• _Exercise aim_: Start at the line below containing "positive clicks: (197, 98)" and stop at the line containing "90L189 78H181L164 87L158". Repeat every line of that stretch exactly, and nothing outside it.

Saved entries
┏━━

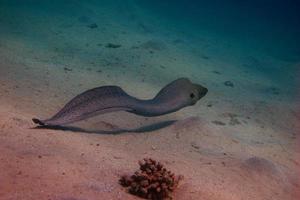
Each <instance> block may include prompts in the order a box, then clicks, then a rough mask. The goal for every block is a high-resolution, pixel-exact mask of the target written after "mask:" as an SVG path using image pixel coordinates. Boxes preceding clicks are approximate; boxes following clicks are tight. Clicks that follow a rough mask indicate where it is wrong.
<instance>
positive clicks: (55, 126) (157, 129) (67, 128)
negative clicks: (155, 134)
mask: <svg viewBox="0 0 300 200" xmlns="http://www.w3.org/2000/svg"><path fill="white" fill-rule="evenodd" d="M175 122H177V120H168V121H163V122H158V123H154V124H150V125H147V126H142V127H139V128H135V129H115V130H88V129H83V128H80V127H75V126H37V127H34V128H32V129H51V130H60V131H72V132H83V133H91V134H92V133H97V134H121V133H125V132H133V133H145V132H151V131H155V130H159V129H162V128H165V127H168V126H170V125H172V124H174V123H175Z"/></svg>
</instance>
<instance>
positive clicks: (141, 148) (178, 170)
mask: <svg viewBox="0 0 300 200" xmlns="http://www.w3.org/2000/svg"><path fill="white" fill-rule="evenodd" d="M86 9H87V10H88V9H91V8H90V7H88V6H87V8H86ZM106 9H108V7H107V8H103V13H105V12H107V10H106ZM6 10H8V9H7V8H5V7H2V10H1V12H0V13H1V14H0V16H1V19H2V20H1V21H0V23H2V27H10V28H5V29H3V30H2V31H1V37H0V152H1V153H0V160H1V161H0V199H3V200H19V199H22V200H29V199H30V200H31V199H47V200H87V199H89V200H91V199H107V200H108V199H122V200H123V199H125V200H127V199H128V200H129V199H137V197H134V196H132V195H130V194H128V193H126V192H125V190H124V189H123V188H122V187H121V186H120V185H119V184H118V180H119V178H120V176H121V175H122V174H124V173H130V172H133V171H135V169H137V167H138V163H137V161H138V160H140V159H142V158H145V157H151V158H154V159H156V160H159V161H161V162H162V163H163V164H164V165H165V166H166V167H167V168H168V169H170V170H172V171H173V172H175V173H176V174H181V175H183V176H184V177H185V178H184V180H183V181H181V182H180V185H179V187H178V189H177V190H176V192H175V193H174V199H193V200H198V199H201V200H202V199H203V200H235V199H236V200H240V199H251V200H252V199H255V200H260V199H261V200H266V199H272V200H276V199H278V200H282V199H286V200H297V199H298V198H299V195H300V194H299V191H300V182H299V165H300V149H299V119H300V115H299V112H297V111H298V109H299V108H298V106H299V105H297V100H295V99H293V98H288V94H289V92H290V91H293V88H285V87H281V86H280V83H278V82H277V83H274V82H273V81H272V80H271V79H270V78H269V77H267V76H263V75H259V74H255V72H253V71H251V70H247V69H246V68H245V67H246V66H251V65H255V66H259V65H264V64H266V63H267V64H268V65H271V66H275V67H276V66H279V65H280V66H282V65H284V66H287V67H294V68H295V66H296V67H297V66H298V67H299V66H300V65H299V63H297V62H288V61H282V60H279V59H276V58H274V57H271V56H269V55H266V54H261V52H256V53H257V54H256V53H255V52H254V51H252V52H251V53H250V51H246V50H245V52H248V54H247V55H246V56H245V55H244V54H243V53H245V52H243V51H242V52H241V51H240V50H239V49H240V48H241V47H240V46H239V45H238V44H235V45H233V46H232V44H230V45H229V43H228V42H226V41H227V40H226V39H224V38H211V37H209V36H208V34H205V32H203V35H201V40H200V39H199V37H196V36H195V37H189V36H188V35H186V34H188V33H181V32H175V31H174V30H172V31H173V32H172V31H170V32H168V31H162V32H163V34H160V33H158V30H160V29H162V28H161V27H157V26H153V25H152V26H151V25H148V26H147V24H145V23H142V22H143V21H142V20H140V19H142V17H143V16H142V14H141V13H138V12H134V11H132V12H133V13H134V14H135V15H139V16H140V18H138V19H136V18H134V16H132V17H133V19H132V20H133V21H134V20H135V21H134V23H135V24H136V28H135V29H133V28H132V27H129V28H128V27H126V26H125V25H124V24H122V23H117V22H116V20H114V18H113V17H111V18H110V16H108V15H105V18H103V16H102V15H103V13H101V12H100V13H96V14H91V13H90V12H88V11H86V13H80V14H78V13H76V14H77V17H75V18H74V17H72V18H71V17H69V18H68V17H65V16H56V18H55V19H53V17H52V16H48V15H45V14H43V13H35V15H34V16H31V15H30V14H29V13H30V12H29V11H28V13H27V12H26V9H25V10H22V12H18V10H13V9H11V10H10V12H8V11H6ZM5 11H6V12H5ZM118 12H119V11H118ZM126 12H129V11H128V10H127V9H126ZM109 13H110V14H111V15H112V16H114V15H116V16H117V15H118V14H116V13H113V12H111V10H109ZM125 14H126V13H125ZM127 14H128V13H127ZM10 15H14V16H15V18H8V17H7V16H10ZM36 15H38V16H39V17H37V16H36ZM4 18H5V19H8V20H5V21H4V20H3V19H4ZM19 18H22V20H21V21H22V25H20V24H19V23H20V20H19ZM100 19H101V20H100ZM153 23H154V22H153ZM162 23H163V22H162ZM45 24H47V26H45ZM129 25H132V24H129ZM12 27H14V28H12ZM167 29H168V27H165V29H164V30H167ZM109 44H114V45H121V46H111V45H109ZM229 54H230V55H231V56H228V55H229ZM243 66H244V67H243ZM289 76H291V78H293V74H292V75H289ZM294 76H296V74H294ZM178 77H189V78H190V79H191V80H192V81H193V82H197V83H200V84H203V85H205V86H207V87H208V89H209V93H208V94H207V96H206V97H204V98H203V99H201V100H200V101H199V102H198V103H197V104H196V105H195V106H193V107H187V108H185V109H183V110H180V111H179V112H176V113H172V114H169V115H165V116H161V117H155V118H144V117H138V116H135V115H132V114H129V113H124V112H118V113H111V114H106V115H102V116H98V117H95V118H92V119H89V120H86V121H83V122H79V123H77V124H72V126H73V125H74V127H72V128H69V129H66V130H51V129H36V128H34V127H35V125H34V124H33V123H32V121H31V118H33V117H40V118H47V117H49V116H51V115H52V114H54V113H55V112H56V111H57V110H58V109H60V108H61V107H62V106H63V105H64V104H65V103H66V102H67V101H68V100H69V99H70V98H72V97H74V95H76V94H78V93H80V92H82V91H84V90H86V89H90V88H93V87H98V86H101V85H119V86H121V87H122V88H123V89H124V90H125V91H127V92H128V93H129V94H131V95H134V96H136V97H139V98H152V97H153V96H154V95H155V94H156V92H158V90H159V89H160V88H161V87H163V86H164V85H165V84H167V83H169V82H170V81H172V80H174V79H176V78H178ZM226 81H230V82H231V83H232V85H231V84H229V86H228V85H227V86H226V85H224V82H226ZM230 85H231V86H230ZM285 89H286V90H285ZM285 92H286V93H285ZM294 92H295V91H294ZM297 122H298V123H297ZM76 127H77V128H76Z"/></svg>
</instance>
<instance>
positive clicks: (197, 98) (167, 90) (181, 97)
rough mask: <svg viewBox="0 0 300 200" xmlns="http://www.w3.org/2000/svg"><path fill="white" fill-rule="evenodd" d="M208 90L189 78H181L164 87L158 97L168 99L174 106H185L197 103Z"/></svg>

┗━━
┏━━

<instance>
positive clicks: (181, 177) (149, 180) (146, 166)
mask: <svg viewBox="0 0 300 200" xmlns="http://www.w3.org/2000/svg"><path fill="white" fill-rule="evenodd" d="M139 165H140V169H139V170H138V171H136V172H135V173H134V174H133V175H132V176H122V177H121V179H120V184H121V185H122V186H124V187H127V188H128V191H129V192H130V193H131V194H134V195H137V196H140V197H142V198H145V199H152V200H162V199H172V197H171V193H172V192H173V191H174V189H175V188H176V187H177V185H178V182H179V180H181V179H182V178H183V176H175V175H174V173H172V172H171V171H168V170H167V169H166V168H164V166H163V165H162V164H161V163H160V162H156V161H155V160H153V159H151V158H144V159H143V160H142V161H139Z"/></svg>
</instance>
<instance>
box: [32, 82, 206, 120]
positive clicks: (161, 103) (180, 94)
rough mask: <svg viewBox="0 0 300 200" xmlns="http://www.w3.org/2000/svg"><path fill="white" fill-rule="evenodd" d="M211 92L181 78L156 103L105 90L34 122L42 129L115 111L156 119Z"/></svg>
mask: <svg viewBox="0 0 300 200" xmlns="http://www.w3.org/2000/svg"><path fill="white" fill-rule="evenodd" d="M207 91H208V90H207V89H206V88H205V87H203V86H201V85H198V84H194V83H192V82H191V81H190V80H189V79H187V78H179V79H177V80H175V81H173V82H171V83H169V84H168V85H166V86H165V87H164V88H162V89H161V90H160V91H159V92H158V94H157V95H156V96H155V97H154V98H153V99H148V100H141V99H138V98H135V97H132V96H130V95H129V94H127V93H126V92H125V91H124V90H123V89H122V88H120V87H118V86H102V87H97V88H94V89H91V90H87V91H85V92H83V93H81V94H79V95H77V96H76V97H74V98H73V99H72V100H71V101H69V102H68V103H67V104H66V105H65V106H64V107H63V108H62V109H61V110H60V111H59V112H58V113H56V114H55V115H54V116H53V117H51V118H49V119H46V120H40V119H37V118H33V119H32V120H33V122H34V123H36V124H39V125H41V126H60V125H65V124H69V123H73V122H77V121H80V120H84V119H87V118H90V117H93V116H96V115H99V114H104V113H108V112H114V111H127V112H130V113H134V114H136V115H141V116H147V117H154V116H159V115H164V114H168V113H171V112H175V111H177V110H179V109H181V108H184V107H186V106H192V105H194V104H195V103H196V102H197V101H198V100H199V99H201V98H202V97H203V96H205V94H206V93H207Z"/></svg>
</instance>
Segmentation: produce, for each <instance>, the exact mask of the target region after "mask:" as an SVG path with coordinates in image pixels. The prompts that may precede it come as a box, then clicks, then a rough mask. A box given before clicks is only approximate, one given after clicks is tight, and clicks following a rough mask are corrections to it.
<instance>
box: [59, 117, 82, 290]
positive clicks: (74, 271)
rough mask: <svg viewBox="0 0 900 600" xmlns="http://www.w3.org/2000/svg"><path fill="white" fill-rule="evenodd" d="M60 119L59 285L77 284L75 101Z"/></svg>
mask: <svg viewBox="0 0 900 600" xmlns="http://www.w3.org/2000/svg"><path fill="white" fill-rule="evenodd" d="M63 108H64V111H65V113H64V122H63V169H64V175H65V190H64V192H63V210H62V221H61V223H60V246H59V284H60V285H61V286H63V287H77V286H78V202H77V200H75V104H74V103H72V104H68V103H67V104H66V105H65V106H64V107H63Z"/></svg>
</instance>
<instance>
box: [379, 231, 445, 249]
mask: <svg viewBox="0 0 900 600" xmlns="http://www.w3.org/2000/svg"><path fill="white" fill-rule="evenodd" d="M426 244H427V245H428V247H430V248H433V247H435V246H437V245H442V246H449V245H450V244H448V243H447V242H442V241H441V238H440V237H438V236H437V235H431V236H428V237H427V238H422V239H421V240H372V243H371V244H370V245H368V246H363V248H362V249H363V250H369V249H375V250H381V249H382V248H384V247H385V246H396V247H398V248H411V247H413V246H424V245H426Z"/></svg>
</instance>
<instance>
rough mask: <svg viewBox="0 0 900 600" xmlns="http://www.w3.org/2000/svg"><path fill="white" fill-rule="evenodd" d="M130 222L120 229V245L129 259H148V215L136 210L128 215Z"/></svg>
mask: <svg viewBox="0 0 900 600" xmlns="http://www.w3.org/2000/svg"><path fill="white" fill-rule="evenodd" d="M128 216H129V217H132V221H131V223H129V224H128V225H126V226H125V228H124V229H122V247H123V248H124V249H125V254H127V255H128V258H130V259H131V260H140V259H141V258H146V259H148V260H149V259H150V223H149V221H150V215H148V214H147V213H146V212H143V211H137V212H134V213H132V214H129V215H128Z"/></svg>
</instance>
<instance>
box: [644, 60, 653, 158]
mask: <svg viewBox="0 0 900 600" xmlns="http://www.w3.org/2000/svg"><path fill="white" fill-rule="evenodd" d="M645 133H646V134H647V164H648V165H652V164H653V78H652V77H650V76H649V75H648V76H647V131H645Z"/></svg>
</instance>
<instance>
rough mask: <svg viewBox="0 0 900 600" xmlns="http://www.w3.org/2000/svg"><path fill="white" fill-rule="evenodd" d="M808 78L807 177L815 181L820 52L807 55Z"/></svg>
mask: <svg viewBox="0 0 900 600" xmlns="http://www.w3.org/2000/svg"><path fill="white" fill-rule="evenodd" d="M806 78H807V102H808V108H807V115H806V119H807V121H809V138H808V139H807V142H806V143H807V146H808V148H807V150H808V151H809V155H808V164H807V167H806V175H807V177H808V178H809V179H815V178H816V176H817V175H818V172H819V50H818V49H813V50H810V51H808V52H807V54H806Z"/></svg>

┗━━
┏━━

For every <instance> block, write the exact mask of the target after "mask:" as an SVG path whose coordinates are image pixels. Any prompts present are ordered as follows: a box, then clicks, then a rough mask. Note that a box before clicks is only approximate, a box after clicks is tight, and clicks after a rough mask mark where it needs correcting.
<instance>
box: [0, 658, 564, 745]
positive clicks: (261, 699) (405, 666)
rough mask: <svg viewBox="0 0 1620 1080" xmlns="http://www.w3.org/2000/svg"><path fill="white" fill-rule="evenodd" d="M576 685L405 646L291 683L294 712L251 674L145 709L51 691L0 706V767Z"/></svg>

┗━━

• _Reply to the exercise_:
positive clicks: (197, 98) (167, 90) (181, 97)
rough mask: <svg viewBox="0 0 300 200" xmlns="http://www.w3.org/2000/svg"><path fill="white" fill-rule="evenodd" d="M208 90L189 78H181L164 87L158 97L168 99L174 106H185L197 103Z"/></svg>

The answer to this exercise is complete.